When the string "below" appears in a line of the records, show the whole line.

[Image point grounding data]
..............................

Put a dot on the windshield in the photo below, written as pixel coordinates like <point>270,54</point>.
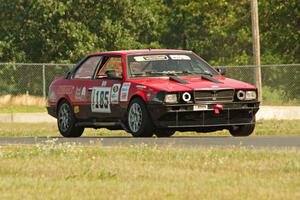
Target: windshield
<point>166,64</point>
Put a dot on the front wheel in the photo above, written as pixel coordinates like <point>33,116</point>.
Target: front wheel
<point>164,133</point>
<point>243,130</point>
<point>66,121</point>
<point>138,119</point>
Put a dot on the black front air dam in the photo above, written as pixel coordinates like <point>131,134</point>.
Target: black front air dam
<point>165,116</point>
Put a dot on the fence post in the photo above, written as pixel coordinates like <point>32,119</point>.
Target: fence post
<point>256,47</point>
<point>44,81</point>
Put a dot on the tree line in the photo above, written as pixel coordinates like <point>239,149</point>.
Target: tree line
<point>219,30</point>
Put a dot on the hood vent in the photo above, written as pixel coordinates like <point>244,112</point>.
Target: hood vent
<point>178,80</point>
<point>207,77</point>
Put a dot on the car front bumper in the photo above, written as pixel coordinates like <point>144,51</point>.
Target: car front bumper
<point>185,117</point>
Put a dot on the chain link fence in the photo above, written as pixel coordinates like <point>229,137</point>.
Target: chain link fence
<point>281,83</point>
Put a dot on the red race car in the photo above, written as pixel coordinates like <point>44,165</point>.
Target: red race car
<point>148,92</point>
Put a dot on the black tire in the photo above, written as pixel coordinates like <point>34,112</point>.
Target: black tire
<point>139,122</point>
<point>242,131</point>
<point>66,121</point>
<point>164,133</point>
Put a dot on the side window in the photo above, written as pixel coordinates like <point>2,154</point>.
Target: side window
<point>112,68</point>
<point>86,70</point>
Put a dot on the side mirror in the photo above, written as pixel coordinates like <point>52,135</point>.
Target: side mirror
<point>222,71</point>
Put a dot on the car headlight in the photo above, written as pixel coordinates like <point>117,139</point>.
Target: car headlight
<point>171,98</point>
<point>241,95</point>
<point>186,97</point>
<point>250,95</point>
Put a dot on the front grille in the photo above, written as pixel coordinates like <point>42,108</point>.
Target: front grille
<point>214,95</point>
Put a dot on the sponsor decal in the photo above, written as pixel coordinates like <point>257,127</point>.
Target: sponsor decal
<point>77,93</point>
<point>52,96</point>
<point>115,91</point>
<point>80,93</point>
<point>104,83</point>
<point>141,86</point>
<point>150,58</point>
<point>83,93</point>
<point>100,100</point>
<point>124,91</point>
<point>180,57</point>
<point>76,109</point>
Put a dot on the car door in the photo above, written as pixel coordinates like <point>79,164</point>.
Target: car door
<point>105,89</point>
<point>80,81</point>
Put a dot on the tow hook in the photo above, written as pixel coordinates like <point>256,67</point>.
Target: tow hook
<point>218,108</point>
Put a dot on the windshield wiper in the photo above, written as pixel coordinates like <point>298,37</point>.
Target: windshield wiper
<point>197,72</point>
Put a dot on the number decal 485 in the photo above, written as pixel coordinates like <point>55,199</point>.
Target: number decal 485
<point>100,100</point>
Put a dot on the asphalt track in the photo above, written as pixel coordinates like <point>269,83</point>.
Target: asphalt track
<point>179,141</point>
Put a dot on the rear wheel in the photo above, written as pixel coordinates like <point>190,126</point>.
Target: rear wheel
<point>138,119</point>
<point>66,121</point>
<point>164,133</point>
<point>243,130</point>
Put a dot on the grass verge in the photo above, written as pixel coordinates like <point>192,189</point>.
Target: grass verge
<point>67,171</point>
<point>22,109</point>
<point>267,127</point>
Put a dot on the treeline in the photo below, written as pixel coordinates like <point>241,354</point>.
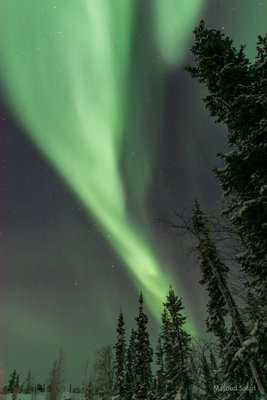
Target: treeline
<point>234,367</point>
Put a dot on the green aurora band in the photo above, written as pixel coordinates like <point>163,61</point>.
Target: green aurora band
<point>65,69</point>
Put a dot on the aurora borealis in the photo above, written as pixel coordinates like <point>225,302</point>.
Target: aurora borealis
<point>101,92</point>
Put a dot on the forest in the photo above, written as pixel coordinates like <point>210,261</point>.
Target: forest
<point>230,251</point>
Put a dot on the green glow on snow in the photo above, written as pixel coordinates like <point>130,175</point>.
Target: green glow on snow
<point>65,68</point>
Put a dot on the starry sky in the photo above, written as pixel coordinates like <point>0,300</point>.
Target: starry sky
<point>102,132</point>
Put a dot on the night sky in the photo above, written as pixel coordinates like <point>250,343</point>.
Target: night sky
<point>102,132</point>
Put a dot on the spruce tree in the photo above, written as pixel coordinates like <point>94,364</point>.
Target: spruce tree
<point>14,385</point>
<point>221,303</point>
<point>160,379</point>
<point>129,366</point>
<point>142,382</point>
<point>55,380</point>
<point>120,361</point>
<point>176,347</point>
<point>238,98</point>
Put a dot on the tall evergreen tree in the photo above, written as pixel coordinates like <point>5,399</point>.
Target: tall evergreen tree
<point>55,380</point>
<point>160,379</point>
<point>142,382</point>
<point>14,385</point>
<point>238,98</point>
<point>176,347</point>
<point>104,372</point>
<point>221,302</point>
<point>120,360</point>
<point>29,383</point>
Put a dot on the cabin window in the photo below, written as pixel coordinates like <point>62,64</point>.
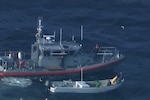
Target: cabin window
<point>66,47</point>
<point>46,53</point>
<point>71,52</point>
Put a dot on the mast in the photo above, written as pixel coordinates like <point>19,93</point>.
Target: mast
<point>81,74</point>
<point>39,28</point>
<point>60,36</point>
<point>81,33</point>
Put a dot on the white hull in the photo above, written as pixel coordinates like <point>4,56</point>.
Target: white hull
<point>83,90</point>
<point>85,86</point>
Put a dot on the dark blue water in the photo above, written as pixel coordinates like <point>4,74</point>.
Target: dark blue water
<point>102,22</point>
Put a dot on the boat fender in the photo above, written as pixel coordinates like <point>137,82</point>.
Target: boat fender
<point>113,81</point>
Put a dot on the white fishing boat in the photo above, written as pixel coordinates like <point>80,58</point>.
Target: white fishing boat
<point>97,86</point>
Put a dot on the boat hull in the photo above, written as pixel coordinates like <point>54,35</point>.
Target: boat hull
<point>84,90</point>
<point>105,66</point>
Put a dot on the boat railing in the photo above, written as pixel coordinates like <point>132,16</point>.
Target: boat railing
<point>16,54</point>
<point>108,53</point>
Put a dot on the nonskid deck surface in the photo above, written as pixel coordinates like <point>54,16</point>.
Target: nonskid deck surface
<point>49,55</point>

..............................

• **SOLUTION FOR THIS EXERCISE**:
Put a dot on the windshield in the photo below, written as pixel coordinates like <point>270,54</point>.
Put a dot on the treeline in the photo below, written as pixel coordinates like <point>241,354</point>.
Put a dot on the cabin window in the photo below, written as pixel coordinates like <point>62,64</point>.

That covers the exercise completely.